* [PAGE TEXT]:
If your tongue doesn't have the slit/loop or if lacing through it still doesn't help, you can try lacing from the outside in until you get to the last eyelet, then lace from the inside out to make tying your laces easier. 

Do you have issues with your heels slipping?  Try this little lacing trick.  When you get to the last 2 pairs of eyelets, skip the 2nd to last pair to lace the very top pair of eyelets first, then lace the skipped eyelets.  This should help your boot fit more snugly.  This can also help prevent blisters around your ankle and heel. (Sorry for the photo quality...tried my hand at taking pics with my phone.)

Finished Product

Lacing Skipped Pair

Skipping a Pair

Ezeefit Booties
Speaking of preventing blisters, have you tried Ezeefit Booties?  I was skeptical at first, but after getting a couple hot spots on my ankles from my new boots I was willing to try anything.  My feet tend to sweat quite a bit so I was curious as to how the neoprene booties would do...and was pleasantly surprised that they indeed preventing any more rubbing.  I didn't notice them during practice and even forgot I had the booties on by the end.  There is no reason for anyone to get blisters when breaking in new skates ever again!  These also helped my skates fit more snugly so they could be another option for those of you having heel slipping issues.

Have your own trick for preventing blisters/heel slippage?  Let us know in the comments...

Until we skate again,

Wednesday, April 3, 2013

Knees, Elbows, and Wrists, Oh My!

First, I'd like to give a huge awkward hug to the NOVA Roller Derby league!  Not only did they give me an awesome show, but they also graciously let me attend a couple practices (more like invade!).  Seriously a great group of sweaty athletes.  They are also the reason I was not able to get a post out last week, sorry.

Second, congratulations to the winner of a new Atom backpack, Tamara Dameron! She stomped a huge "2N1" in the snow that was probably visible from space, and I appreciate the effort to advertise to aliens.

Onto this week's topic: knees, elbows, and wrists (oh my!).  Now, there are so many brands and types out there that I just want to start with the basics.  I will get to reviewing products soon so if you have any specific ones you would like me to test out, please let me know!

When fitting knee and elbow pads, you want them to be pretty snug, but not tight enough to cut off your circulation.  If it feels just right then they are probably too big.  These pads will stretch out after a few uses so if you get them where they feel great at first, they will end up falling down once they break in and that means they won't be in place to protect your pointy parts when you need them.  Wrist guards don't need to be super snug as they generally don't stretch as much as the other pads and tend to stay in place better even when loose.

187 Pro Derby Knee Pads
Out of the three items we're discussing, we use knee pads the most (especially when first starting).  There are a couple different designs out there but for the most part they either pull on or wrap around.  Some skaters like the snugness of the ones that pull on, but after seeing a few skaters break legs I would rather not need to have my knee pads cut off of me if that unfortunately occurs.  The most common type of wrap around knee pads have a butterfly strap system like the ones shown here on the 187 Roller Derby Knee Pads.

* [YOUR OBJECTIVE]: Copy the stretch of the skate-fitting text from "Skipping a Pair" through "in the comments...", substituting "sores" for "blisters".

* [GIVEN DATA]:

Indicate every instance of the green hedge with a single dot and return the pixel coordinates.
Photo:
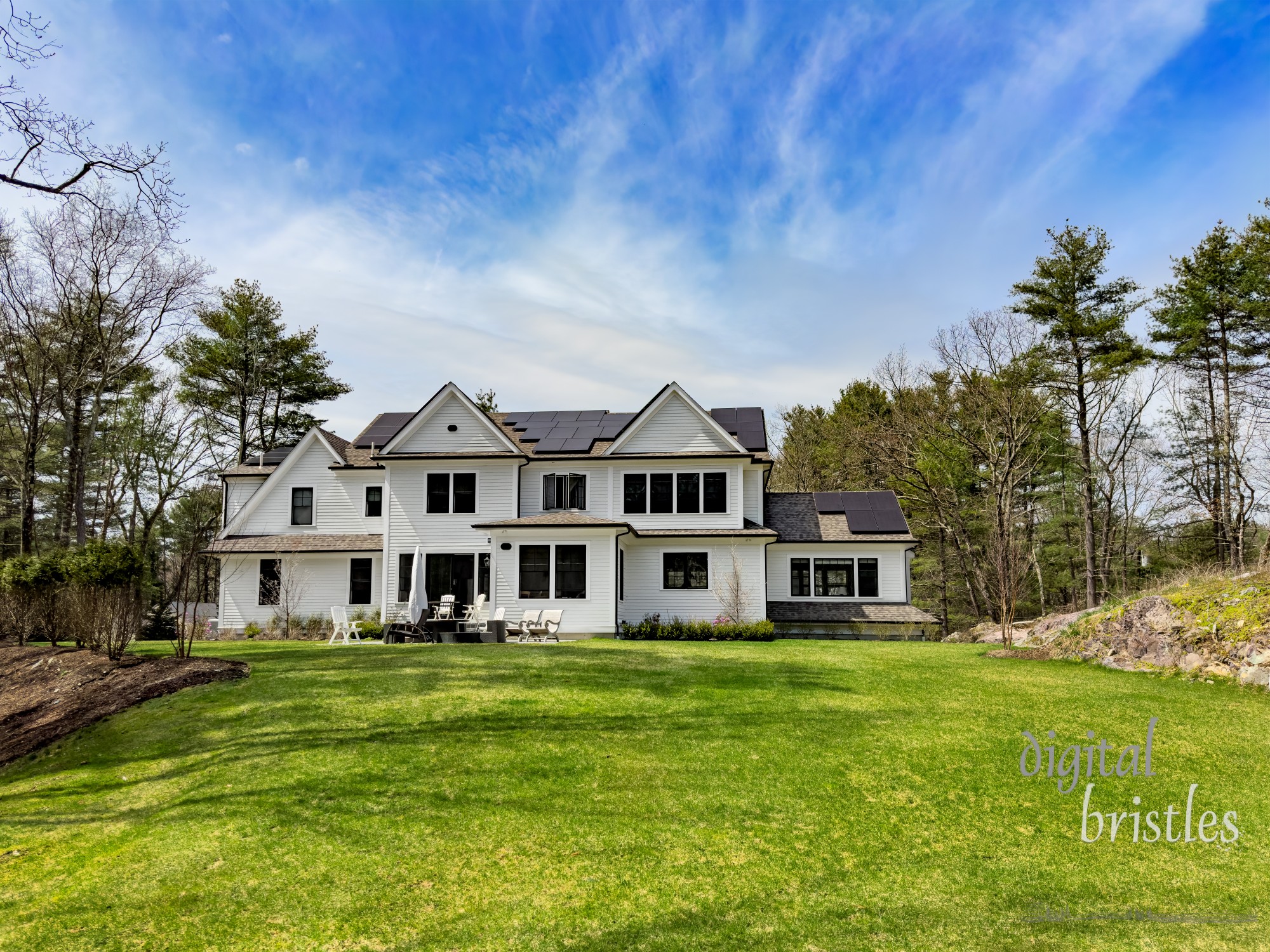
(653, 629)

* [FULL RESPONSE]:
Skipping a Pair

Ezeefit Booties
Speaking of preventing sores, have you tried Ezeefit Booties?  I was skeptical at first, but after getting a couple hot spots on my ankles from my new boots I was willing to try anything.  My feet tend to sweat quite a bit so I was curious as to how the neoprene booties would do...and was pleasantly surprised that they indeed preventing any more rubbing.  I didn't notice them during practice and even forgot I had the booties on by the end.  There is no reason for anyone to get sores when breaking in new skates ever again!  These also helped my skates fit more snugly so they could be another option for those of you having heel slipping issues.

Have your own trick for preventing sores/heel slippage?  Let us know in the comments...